> **Faça isto**
Por favor, retorne sem alterações a parte do trecho sobre isenção de emolumentos que se abre com as palavras "- Isenção federal" e se fecha com "carta de 1988.".

> **Trecho fornecido**
Pelo elenco aqui reproduzido vê-se que a orientação da Corregedoria-Geral da Justiça aponta no sentido de que a isenção de emolumentos concedida à União e às suas autarquias é parcial, alcançando, apenas e tão somente, a parte devida ao Estado, à Carteira, ao Tribunal de Justiça e custeio do Registro Civil.
- Isenção federal sobre tributo estadual?
No ofício n. 24173/2016-MP, o sr. Coordenador de Incorporação – SPU – SP acena com a aplicação ao caso concreto do Decreto-Lei 1.537, de 13.4.1977.
Entretanto, o Decreto-Lei 1.537, de 13.4.1977, não poderia impor gratuidades ou imunidades sobre tributos estaduais, sob pena de rompimento do pacto federativo. Não se chega a proclamar administrativamente a inconstitucionalidade do “escolho da ditadura” em face da Nova Carta de 1988 – como chegou a fazer – e muito bem – a Dra. Fátima Vilas Boas Cruz em parecer oferecido no Processo CG 382/2004, ao qual ainda se aludirá. O caso, simplesmente, será de não recepção da regra na nova ordem constitucional inaugurada com a carta de 1988.
O raciocínio parece claro e singelo. A Constituição Federal, em seu artigo 236, previu que “Lei federal estabelecerá normas gerais para fixação de emolumentos relativos aos atos praticados pelos serviços notariais e de registro” (§ 2º).
A competência para legislar sobre os tributos decorre da Constituição Federal (art. 24) e nos casos específicos da legislação concorrente, “a competência da União limitar-se-á a estabelecer normas gerais” (art. 24, § 1º).
Cada ente da federação possui competência para legislar sobre os próprios tributos. Veda-se a concessão de isenções ou reduções de tributos, conhecidos em doutrina como isenções heterônomas. A vedação decorre do texto constitucional:
Art. 151. É vedado à União:
III – instituir isenções de tributos da competência dos Estados, do Distrito Federal ou dos Municípios”.
Afasta-se, pela clareza da própria lei, a interminável controvérsia sobre o exato sentido de normas gerais tributárias. No caso concreto dos emolumentos, a própria constituição estabelece que a lei federal estará limitada pelo caráter de generalidade (art. 24, § 1º c.c. art. 236, § 2º da carta de 1988). A legislação estadual há de especializar e singularizar as regras gerais a partir dos lindes definidos em lei federal. Esta será necessária para dar plena eficácia ao comando constitucional.
A lei federal de que cogitamos veio a ser editada em 2000 e traz, em seu preâmbulo, justamente a definição de seu escopo: regular o § 2º do art. 236 da Constituição Federal, “mediante o estabelecimento de normas gerais para a fixação de emolumentos relativos aos atos praticados pelos serviços notariais e de registro”.

> **Seção de dados**
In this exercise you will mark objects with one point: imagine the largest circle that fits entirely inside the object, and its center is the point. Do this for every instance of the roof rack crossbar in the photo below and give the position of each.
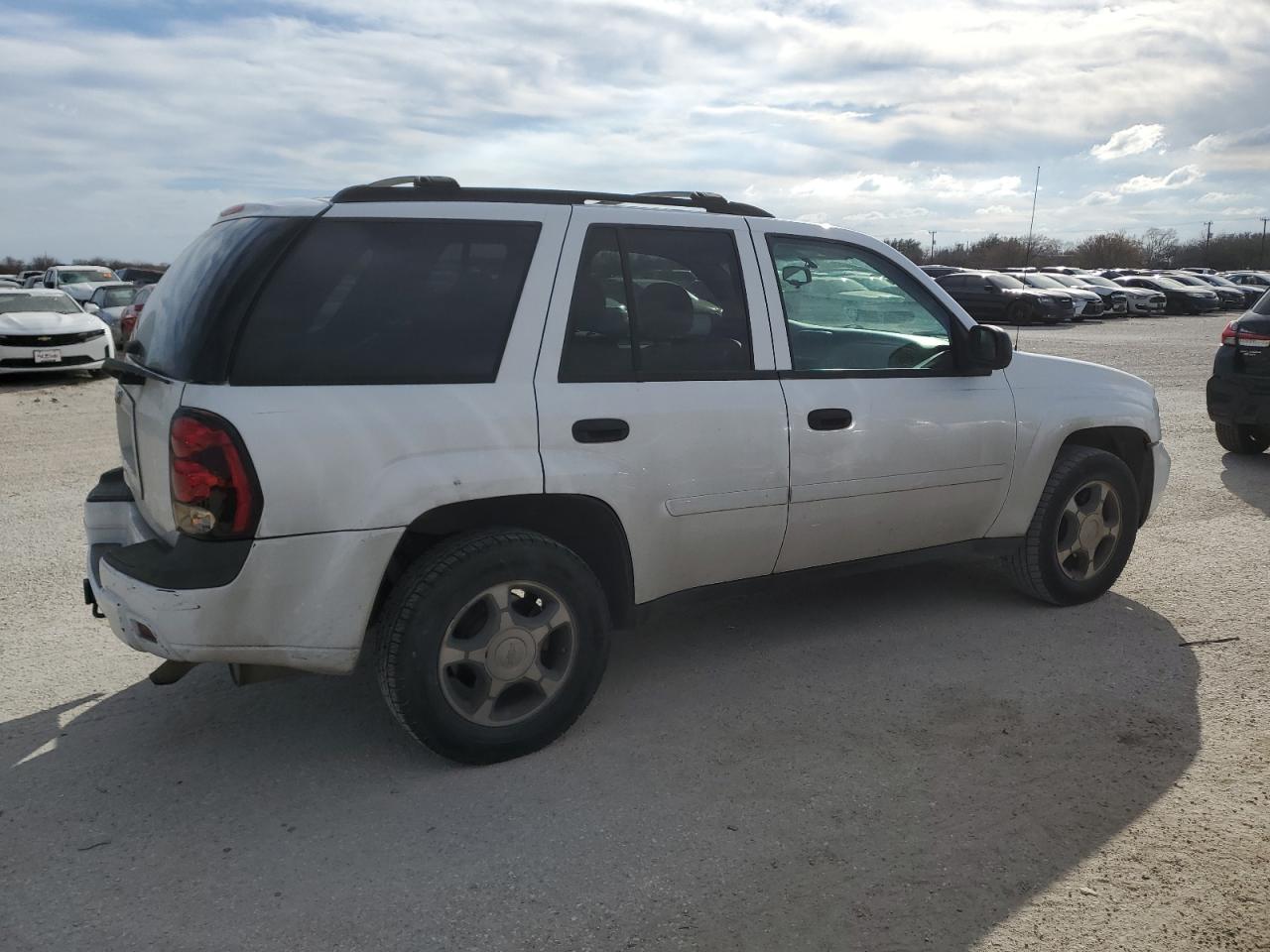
(439, 188)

> **Resposta completa**
- Isenção federal sobre tributo estadual?
No ofício n. 24173/2016-MP, o sr. Coordenador de Incorporação – SPU – SP acena com a aplicação ao caso concreto do Decreto-Lei 1.537, de 13.4.1977.
Entretanto, o Decreto-Lei 1.537, de 13.4.1977, não poderia impor gratuidades ou imunidades sobre tributos estaduais, sob pena de rompimento do pacto federativo. Não se chega a proclamar administrativamente a inconstitucionalidade do “escolho da ditadura” em face da Nova Carta de 1988 – como chegou a fazer – e muito bem – a Dra. Fátima Vilas Boas Cruz em parecer oferecido no Processo CG 382/2004, ao qual ainda se aludirá. O caso, simplesmente, será de não recepção da regra na nova ordem constitucional inaugurada com a carta de 1988.